Omit the pictures, then reproduce every remaining record exactly.

::::::

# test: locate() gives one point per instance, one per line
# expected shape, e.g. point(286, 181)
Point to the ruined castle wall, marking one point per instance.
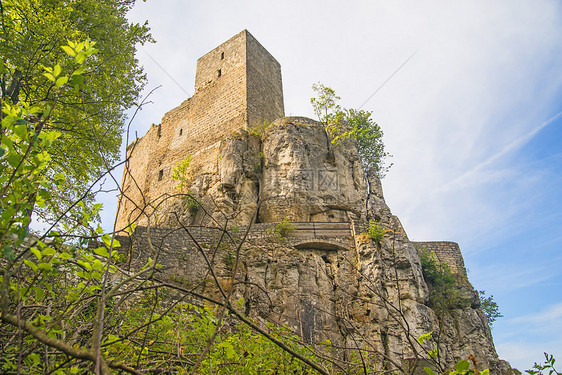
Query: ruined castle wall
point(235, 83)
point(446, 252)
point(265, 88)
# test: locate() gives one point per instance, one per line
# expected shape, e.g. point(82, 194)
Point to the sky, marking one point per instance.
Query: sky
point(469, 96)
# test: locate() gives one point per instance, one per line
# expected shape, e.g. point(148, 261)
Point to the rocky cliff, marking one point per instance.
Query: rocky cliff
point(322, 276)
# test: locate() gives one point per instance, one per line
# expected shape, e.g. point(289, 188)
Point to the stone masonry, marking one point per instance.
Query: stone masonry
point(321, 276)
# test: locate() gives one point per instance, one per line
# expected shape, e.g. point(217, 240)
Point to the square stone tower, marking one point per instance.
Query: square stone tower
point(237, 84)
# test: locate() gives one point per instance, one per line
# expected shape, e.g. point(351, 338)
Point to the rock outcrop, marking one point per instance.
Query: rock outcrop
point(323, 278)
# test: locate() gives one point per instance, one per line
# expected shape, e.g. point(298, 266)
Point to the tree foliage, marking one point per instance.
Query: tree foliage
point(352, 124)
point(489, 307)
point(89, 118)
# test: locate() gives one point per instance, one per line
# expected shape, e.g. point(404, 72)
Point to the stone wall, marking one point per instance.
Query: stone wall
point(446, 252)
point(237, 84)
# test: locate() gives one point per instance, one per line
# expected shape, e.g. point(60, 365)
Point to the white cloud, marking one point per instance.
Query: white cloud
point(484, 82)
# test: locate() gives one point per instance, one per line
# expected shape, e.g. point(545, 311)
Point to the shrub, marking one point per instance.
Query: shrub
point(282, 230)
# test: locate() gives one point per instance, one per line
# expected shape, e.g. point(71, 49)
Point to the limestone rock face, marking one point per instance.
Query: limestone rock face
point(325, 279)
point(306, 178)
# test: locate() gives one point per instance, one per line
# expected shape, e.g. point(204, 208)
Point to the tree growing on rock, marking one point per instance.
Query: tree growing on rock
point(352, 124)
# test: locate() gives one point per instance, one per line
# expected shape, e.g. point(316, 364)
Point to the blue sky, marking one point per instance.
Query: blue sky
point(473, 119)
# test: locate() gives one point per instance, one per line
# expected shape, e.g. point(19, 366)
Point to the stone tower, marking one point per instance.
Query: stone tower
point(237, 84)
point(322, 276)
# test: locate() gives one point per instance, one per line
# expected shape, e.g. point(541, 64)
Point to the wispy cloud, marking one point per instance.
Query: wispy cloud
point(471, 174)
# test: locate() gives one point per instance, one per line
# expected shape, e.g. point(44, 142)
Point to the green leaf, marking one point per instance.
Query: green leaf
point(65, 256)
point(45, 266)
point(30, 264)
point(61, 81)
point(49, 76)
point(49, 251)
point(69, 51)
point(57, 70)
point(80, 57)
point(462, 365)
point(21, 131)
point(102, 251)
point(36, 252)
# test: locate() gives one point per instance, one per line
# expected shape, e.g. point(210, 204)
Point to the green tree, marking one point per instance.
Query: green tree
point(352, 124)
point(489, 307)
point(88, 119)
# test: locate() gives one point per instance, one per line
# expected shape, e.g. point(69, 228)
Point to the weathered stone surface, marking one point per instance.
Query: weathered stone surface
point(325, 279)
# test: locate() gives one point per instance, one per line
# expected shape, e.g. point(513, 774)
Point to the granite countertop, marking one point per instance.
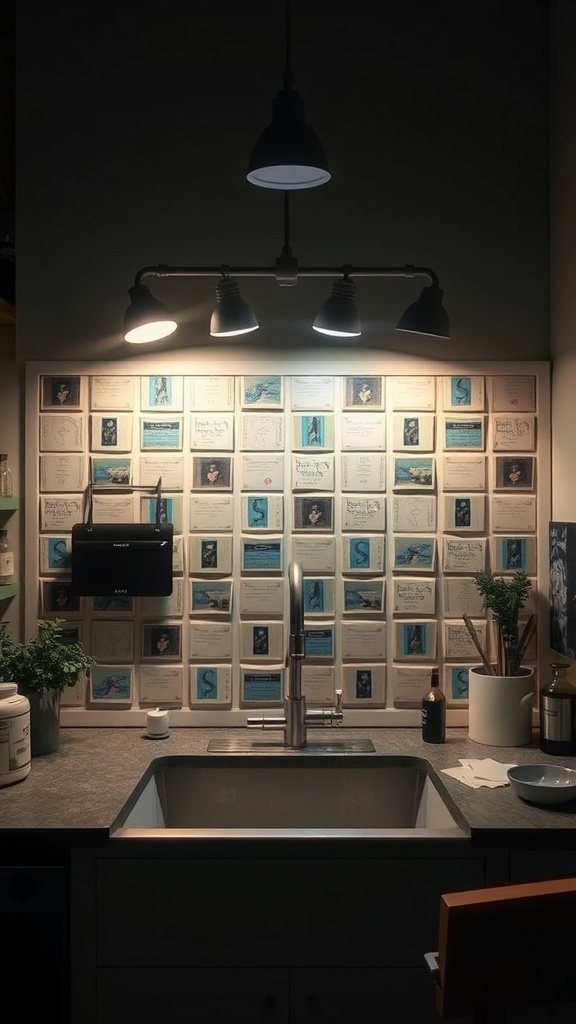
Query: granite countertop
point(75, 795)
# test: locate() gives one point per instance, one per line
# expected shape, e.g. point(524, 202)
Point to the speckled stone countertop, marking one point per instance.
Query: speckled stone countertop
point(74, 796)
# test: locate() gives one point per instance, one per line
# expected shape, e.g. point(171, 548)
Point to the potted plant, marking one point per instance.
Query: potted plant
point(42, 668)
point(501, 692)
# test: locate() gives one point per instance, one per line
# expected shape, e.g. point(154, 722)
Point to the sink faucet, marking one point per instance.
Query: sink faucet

::::::

# Solution below
# test: locate() gives one point per instance, one per line
# expected shape, e.g. point(286, 181)
Point to the ruined castle wall, marking one point per instance.
Query: ruined castle wall
point(235, 83)
point(446, 252)
point(265, 88)
# test: locate() gives one point per instance, one per line
# expected shape, e.g. point(82, 194)
Point to the sky, marking one point per instance.
Query: sky
point(469, 96)
# test: locate() gives one point per instance, one per line
# expected shape, e.g. point(148, 261)
Point to the rocky cliff, marking one point per instance.
Query: rocky cliff
point(322, 276)
# test: locate() gives one point per instance, one per line
# expected shape, e.g. point(289, 188)
Point to the stone masonry, marking one point per instance.
Query: stone masonry
point(321, 276)
# test: locate() gives one point per instance, one per line
# expected shape, e.g. point(217, 240)
Point to the square stone tower, marking one point per instance.
Query: square stone tower
point(237, 84)
# test: locate() gives one point per instance, one per line
# expected shape, e.g. point(351, 338)
Point to the rock outcrop, marking one point per instance.
Query: rock outcrop
point(323, 278)
# test: locate() gives one point per instance, one per line
# expected shape, e.g. point(298, 266)
Point to the tree foliage, marking one point per instance.
Query: tree foliage
point(352, 124)
point(489, 307)
point(89, 118)
# test: locate() gives one point per instance, one per line
# expected shape, e.g. point(404, 72)
Point to the stone wall, marking one point per instance.
Query: stone wall
point(446, 252)
point(237, 84)
# test: locate() gives one point per instance, one per line
# expected shape, e.g. point(60, 365)
Point to the white cloud, marking one point per instance.
Query: white cloud
point(484, 82)
# test: locate() gives one point per instance, one per line
# expected shape, e.g. point(545, 311)
Point to the shrub, marking one point per instance.
Query: shrub
point(282, 230)
# test: locate() gives one point per instance, one per line
# expected shape, e.g. point(71, 49)
Point to the limestone rock face, marking one point per instance.
Query: limestone rock face
point(325, 279)
point(306, 178)
# test: locate() gives one point per instance, one per line
# expected shape, e.g. point(204, 208)
Point to the tree growing on rock, marking one point per instance.
Query: tree growing on rock
point(352, 124)
# test: locate() gives one point per instance, one per line
# expected shape, e.g. point(316, 364)
Point to the blue sky, marking one point per instance.
Query: blue sky
point(473, 119)
# test: locate() gives one point per instance, one per line
# expected shape, e.g. point(19, 366)
Point to the stone tower, marking one point per instance.
Query: stone tower
point(237, 84)
point(322, 276)
# test: locate() gives one point per instance, one per line
# expected shape, e.g. point(541, 64)
Point to the wispy cloud, marking one point per instance.
Query: wispy cloud
point(471, 174)
# test: locate() gives one point per instance, one per line
# expected shape, e.g. point(44, 142)
Point to the green leaf, marking one point per instance.
Query: green leaf
point(65, 256)
point(45, 266)
point(30, 264)
point(61, 81)
point(49, 76)
point(49, 251)
point(69, 51)
point(57, 70)
point(80, 57)
point(462, 365)
point(21, 131)
point(102, 251)
point(36, 252)
# test: locate() gives one point per instance, one per line
# expected shape, e.g. point(210, 204)
Point to the green tree, marking one point per instance.
Query: green tree
point(352, 124)
point(489, 307)
point(88, 119)
# test: locate() gives one point per instance, one per line
# expected shape, e.g. point(69, 228)
Point to the weathered stone surface, marking one point per instance.
Query: weathered stone surface
point(325, 279)
# test: locate() gives one point per instance, one per line
# expected shape, e.g. point(513, 774)
Point to the granite countertop, marking one point per instance.
Query: granite countertop
point(75, 795)
# test: locate() gives one point per instance, one per line
# expected shape, e.g. point(524, 202)
Point to the speckled stone countertop, marking one point per instance.
Query: speckled stone countertop
point(74, 796)
# test: locate() gives one point per instance, one per line
# expected shape, e.g. point(171, 548)
Point to the potted plant, marking one point per instance.
Query: potted plant
point(42, 668)
point(501, 692)
# test: locate() gives one point per instance, one per line
# expected shape, e.g. point(154, 722)
Point to the sink faucet, marking one point per instance.
Query: sink faucet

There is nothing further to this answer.